EXTRACT PROVIDED

============================================================

View Single Post
  #6   Report Post  
Roy Schestowitz
 
Posts: n/a
Default

__/ [Alan J. Flavell] on Sunday 11 September 2005 11:19 \__

On Sun, 11 Sep 2005, SpaceGirl wrote:

Alan J. Flavell wrote:


[comprehensive quote of my posting, without apparently having anything
relevant to say about it.]

Word XP and upwards stores its documents in XML format doesn't it?


So what? XML is only a format for defining markup. If the markup
doesn't do anything meaningful (specifically - if it only creates a
visual result on a printed page, without having any significant
structure) then it's not going to turn into effective HTML: it'd just
be the usual garbage in / garbage out that we're accustomed to with
Word conversions to soi-disant "web" format.

You could probably write your own XSLT to turn in into HTML fairly
easily.


There seems to be some kind of conceptual disconnect here. Most Word
documents (in my experience) simply don't contain the necessary
structure for useful conversion to HTML: they've been created as a
purely visual construction for printing onto paper. It's irrelevant
what underlying technology you use (RTF, XML, SGML, whatever) - the
problem is that the source material simply does not represent the
needed structures, *because the document authors do not put it there*.

============================================================

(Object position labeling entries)
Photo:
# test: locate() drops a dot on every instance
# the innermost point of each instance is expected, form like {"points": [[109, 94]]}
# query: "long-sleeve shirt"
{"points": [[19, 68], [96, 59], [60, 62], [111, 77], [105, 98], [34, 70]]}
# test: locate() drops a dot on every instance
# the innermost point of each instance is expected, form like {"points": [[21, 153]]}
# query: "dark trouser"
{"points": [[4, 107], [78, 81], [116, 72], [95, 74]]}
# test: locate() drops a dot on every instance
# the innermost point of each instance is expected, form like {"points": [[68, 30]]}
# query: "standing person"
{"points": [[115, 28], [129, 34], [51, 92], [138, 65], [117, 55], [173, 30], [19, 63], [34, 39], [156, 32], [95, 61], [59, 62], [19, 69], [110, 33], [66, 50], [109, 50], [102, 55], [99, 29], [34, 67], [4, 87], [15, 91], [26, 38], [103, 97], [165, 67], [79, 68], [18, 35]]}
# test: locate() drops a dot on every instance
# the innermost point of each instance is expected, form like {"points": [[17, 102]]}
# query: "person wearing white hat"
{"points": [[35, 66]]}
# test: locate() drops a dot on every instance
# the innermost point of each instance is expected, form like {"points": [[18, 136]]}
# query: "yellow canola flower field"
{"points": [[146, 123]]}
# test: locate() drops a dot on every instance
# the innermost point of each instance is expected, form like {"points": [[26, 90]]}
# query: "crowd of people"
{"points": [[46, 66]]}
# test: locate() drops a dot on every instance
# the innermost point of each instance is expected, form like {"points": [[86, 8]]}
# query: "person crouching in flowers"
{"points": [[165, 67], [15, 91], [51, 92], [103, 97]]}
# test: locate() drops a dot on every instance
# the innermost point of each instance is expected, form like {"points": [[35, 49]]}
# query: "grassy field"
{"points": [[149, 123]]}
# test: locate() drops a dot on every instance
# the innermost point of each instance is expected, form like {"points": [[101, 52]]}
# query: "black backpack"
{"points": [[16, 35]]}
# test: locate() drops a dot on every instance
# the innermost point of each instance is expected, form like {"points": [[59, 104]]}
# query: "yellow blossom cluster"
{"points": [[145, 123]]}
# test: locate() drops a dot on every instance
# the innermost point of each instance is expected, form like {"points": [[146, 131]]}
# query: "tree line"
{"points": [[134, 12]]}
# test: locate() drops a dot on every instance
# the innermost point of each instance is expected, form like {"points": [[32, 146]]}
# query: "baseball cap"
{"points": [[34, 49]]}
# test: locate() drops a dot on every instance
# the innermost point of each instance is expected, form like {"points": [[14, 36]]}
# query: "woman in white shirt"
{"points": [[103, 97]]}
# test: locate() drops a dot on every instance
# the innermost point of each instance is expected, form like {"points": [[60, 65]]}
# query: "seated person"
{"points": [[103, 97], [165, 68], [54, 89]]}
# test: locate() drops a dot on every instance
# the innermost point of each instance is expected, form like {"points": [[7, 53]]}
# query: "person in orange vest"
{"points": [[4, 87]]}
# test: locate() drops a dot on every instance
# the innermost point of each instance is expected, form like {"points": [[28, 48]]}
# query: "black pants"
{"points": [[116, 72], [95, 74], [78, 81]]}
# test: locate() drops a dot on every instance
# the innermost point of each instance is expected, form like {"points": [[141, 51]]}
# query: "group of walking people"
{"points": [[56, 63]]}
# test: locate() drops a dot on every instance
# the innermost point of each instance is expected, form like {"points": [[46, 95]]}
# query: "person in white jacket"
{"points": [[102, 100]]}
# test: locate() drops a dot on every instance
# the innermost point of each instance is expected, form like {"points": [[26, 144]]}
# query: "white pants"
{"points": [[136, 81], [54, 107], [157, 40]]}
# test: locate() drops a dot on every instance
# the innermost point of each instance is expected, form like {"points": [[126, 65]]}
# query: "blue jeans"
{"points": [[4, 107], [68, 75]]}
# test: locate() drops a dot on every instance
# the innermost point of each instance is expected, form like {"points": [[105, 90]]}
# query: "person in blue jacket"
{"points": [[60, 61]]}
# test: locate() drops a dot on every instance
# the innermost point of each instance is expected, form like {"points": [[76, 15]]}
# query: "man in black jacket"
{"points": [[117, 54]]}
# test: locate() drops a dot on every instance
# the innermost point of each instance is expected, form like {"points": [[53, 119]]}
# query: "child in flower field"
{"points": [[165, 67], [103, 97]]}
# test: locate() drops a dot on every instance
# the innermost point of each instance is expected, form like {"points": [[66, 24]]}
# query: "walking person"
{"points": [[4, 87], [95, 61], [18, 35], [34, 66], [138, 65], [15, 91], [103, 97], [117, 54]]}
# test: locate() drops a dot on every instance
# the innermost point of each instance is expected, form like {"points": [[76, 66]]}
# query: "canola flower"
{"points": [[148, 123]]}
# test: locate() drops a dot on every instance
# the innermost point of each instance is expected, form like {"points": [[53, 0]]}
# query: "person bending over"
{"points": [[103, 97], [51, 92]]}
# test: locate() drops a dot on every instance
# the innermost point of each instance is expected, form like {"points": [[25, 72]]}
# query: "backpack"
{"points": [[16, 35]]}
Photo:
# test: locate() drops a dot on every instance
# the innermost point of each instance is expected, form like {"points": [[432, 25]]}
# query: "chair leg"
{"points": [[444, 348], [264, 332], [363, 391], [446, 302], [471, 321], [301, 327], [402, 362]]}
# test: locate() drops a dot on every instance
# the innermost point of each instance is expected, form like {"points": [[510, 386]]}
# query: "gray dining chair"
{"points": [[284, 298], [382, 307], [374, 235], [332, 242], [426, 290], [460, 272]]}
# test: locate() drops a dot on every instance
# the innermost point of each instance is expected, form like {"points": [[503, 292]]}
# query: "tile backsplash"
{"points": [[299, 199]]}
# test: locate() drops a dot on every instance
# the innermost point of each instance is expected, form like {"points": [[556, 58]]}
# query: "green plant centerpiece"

============================================================

TASK 1
Answer these questions using the forum post on converting Word documents to HTML:
(a) According to the post, XML is only a format for doing what?
(b) What does the post suggest one could write oneself to turn a document into HTML?
(c) According to the post, most Word documents have been created as what?
TASK 2
Resume the forum post on converting Word documents to HTML, starting after its last sentence.
The records were drawn from a separate source.

TASK OUTPUT 1
(a) Defining markup.
(b) An XSLT.
(c) A purely visual construction for printing onto paper.

TASK OUTPUT 2
You might as well try to convert cheese into fresh cream: both are
fine milk products, it's true, but instead of trying to convert the
one into the other, you'd do better to produce them both starting from
fresh milk. And the kind of "fresh milk" that's needed here is
logically structured text markup. Not visual formatting. Until the
authors of Word documents can grasp that, the prospects for conversion
of Word to web formats are poor, IMHO.


I fully agree with you on that point. Any attempt at rephrasing the same
ideas would result in depletion. To suggest ways forward, I suggest that
the OP, who clearly wants to publish material on the Web, learns LaTeX.
Shall the idea of editing raw text become daunting, I suggest LyX lyx.org
[LyX: Front-end to LaTeX]. 5 minutes with LyX would help anyone realise

the difference and convey the idea, e.g. varying outputs, styles,
imposition of structure, etc.

Only a few days ago, somebody in the LyX mailing lists mentioned his
upcoming presentation on "Word: What you See Is What a Mess". The
presentation I deliver on Wednesday is well-formed XHTML
http://schestowitz.com/Weblog/archiv...blic-speaking/ and is
motored by Eric Meyer's S5.

Roy

--
Roy S. Schestowitz | "Software sucks. Open Source sucks less."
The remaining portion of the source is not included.